Task: Leave out the pictures and copy each record below exactly.

Exercise input:

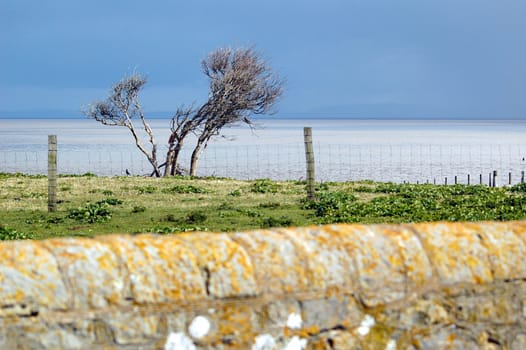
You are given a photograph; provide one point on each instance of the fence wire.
(334, 162)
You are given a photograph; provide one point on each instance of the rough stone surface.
(226, 268)
(91, 271)
(280, 266)
(420, 286)
(30, 280)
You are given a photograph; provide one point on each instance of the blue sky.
(341, 58)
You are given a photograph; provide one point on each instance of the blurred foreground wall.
(421, 286)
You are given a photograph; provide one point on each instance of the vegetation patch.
(10, 234)
(264, 186)
(184, 189)
(91, 213)
(87, 210)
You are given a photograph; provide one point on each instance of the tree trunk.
(195, 157)
(172, 157)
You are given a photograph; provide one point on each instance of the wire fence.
(413, 163)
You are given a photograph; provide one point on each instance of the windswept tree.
(241, 85)
(121, 108)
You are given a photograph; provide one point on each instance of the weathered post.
(52, 173)
(309, 155)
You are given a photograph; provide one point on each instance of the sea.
(414, 151)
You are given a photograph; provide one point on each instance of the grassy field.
(90, 205)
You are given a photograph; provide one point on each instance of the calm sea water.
(383, 150)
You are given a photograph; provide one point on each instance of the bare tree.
(120, 108)
(241, 85)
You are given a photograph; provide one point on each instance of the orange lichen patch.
(225, 266)
(160, 269)
(91, 270)
(412, 258)
(456, 252)
(506, 251)
(519, 229)
(278, 264)
(30, 280)
(238, 323)
(329, 266)
(381, 273)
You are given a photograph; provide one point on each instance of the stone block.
(225, 266)
(506, 251)
(378, 262)
(456, 252)
(279, 265)
(30, 280)
(331, 312)
(159, 269)
(91, 271)
(329, 265)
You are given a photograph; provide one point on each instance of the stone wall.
(421, 286)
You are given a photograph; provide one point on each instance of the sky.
(340, 58)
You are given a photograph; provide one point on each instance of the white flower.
(296, 343)
(264, 342)
(294, 321)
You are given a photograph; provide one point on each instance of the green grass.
(90, 205)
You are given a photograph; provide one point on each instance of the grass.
(90, 205)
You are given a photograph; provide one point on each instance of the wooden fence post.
(309, 155)
(52, 173)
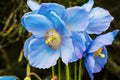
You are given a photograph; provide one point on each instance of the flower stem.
(80, 70)
(53, 71)
(75, 71)
(67, 72)
(59, 69)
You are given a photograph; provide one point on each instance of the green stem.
(80, 70)
(59, 69)
(67, 73)
(75, 71)
(53, 71)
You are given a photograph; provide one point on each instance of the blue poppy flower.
(82, 19)
(99, 18)
(76, 19)
(96, 54)
(7, 78)
(50, 38)
(71, 19)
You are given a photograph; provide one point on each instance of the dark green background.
(11, 42)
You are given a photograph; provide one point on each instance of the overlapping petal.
(76, 18)
(78, 40)
(88, 6)
(59, 24)
(36, 24)
(33, 5)
(66, 50)
(100, 62)
(26, 44)
(100, 20)
(102, 40)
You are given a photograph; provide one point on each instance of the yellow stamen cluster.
(53, 39)
(98, 53)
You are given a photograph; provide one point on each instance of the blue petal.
(48, 7)
(76, 18)
(102, 40)
(36, 24)
(100, 62)
(88, 6)
(89, 64)
(7, 78)
(100, 20)
(78, 40)
(33, 5)
(59, 24)
(66, 50)
(26, 44)
(41, 55)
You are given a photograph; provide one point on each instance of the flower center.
(53, 39)
(98, 53)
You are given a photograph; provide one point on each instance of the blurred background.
(13, 36)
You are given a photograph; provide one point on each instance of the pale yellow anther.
(53, 39)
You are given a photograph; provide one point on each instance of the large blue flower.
(74, 23)
(96, 53)
(50, 39)
(76, 19)
(80, 19)
(7, 78)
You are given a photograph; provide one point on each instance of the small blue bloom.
(7, 78)
(99, 18)
(96, 54)
(50, 38)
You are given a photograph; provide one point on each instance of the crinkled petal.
(7, 78)
(100, 20)
(89, 64)
(66, 50)
(76, 18)
(48, 7)
(41, 55)
(36, 24)
(102, 40)
(33, 5)
(87, 42)
(78, 40)
(59, 24)
(26, 44)
(88, 6)
(100, 62)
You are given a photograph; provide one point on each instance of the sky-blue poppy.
(40, 49)
(96, 53)
(8, 78)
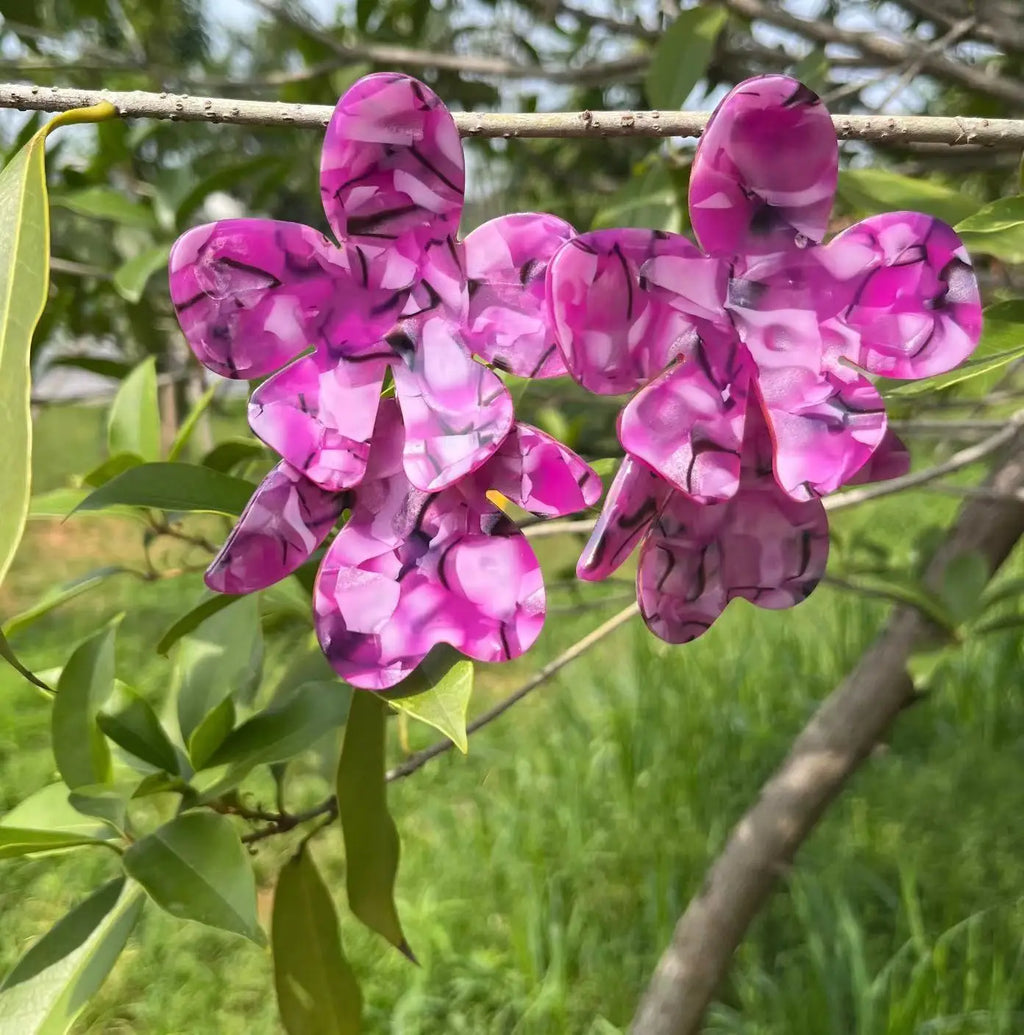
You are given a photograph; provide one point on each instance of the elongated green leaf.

Result:
You are given a photograph; provide one point on each instance of the fence wire.
(334, 162)
You are given a photograph; provide one point on each instance of the rough stone surface.
(226, 268)
(91, 271)
(280, 266)
(420, 286)
(30, 280)
You are given a photograph; provide one point on each instance of the blue sky.
(341, 58)
You are given a photograph; provide one point on each instance of the blurred foreground wall.
(421, 286)
You are given a photograph; provide one point on each instance of the vegetation patch.
(10, 234)
(264, 186)
(184, 189)
(91, 213)
(87, 210)
You are given a photograph; provide one point on each instance of the tree trunk.
(195, 157)
(172, 157)
You are given a photograph; provide one point on each instance of the wire fence.
(413, 163)
You are given a photograph; provide one point on each instance of the windswept tree.
(241, 85)
(121, 108)
You are given a photograph; provide one point on each instance of the weathered post.
(52, 173)
(309, 155)
You are given a photograph; provide one point on each instance of the sea.
(414, 151)
You are given a photograph; provide one point on each instance of the grassy field.
(90, 205)
You are given a photograph; provide one point on each instance of the calm sea water.
(383, 150)
You are given a photograph; provide one point on each instance of the bare tree.
(120, 108)
(241, 85)
You are given a photograph; provide one point on each instance of the orange lichen patch.
(225, 266)
(160, 269)
(91, 270)
(412, 258)
(456, 252)
(506, 251)
(519, 229)
(278, 264)
(30, 280)
(238, 323)
(329, 266)
(381, 273)
You are given a photograph; provide one point on each instance of the stone block.
(225, 266)
(506, 251)
(378, 262)
(456, 252)
(279, 265)
(30, 280)
(331, 312)
(159, 269)
(91, 271)
(329, 265)
You are given a photograph; provide one point on each instance of the stone wall.
(421, 286)
You are given a photograph; provide one point on each instance of the sky.
(340, 58)
You are given a photograph; provide one point on each instance of the white flower.
(296, 343)
(264, 342)
(294, 321)
You are given a photograph; provide one point on each instance of the green grass.
(90, 205)
You are given a photograph; provide one point on each instance of the grass.
(90, 205)
You are given a photograph; provide one point on each instance of the wooden fence post.
(309, 155)
(52, 173)
You are given a photograph; provide one point on each instance of the flower stem.
(80, 70)
(53, 71)
(75, 71)
(67, 72)
(59, 69)
You are given a photograph; provide one point on each instance of the green stem.
(80, 70)
(59, 69)
(67, 73)
(75, 71)
(53, 71)
You are given a photograph; provide one point on each instance of the blue poppy flower.
(82, 19)
(99, 18)
(76, 19)
(96, 54)
(7, 78)
(50, 38)
(71, 19)
You are given a photograph; provide one point on each instance of the dark green background.
(11, 42)
You are given a photograph; provide one point on each instance of the overlapping petal.
(76, 18)
(78, 40)
(88, 6)
(59, 24)
(36, 24)
(33, 5)
(66, 50)
(100, 62)
(26, 44)
(100, 20)
(102, 40)
You are given a photograph; provide one point on each instance of the yellow stamen cluster.
(53, 39)
(98, 53)
You are given a photograph; provide one point on each instance of the blue petal.
(48, 7)
(76, 18)
(102, 40)
(36, 24)
(100, 62)
(88, 6)
(89, 64)
(7, 78)
(100, 20)
(78, 40)
(33, 5)
(59, 24)
(66, 50)
(26, 44)
(41, 55)
You are given a photograph; provide one point on each instance of the flower center.
(53, 39)
(98, 53)
You are given a photograph; provide one point on each instance of the blurred background.
(13, 36)
You are given a photograph; provide one point on each instance of the pale yellow anther.
(53, 39)
You are given a photograph; provide one point on each instance of the large blue flower.
(74, 23)
(96, 53)
(50, 39)
(76, 19)
(80, 19)
(7, 78)
You are given a photograph; provide one point on each instance of the small blue bloom.
(7, 78)
(99, 18)
(96, 54)
(50, 38)
You are given a photograph; provide one point on each instance of the crinkled petal.
(7, 78)
(100, 20)
(89, 64)
(66, 50)
(76, 18)
(48, 7)
(41, 55)
(36, 24)
(102, 40)
(33, 5)
(87, 42)
(78, 40)
(59, 24)
(26, 44)
(88, 6)
(100, 62)
You are given a photograph; provide one point on each instance of the sky-blue poppy.
(40, 49)
(96, 53)
(8, 78)
You are given a photograph; provide one point on each instance of the elongated green leaf.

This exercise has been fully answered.